**THE EXERCISE:**
Rewrite the lines starting at the one that contains "form: [[281, 105]]." and ending at the one that contains "[[83, 135]]", changing "thickest" to "widest" and keeping everything else the same.

**RECORDS TO USE:**
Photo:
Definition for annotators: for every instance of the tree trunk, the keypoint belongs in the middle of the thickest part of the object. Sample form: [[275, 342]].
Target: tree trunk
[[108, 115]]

---

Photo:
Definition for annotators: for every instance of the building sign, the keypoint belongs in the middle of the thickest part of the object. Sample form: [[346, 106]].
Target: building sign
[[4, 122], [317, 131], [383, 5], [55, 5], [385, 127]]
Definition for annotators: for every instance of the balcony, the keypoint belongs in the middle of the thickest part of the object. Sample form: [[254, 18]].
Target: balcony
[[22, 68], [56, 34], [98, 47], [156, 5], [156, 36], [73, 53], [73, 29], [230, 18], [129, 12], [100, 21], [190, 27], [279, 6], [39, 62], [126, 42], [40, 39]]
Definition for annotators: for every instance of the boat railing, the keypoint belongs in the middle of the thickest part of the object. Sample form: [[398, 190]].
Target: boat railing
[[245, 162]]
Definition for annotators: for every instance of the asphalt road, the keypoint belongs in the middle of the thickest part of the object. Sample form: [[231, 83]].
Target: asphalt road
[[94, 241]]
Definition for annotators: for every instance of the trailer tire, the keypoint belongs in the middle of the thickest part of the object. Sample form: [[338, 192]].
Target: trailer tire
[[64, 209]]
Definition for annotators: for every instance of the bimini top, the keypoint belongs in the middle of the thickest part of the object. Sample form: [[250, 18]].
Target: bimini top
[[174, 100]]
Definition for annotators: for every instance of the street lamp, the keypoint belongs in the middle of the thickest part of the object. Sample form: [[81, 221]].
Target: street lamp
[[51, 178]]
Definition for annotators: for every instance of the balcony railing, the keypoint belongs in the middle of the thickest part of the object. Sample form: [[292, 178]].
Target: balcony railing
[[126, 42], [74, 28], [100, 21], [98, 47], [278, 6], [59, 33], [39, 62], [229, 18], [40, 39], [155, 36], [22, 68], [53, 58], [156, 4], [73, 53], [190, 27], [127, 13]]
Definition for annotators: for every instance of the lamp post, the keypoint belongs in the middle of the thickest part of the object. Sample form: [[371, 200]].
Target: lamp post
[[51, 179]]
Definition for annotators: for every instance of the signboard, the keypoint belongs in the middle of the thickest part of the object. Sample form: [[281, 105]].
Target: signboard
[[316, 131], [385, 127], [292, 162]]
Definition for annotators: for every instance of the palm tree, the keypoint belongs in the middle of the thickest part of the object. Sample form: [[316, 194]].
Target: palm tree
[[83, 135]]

* * *

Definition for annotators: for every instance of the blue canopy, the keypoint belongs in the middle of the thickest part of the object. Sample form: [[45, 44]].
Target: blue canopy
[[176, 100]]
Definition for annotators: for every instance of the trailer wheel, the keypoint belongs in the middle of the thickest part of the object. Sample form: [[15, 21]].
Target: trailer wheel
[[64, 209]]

**CORRECT RESPONSE:**
Definition for annotators: for every instance of the signboard, the keypoint belongs in the middle of the widest part of the object. Sample form: [[281, 105]].
Target: signboard
[[316, 131], [385, 127], [292, 162]]
Definition for annotators: for every instance of the palm tree, the keypoint belongs in the middle of the widest part of the object. Sample form: [[316, 194]].
Target: palm tree
[[83, 135]]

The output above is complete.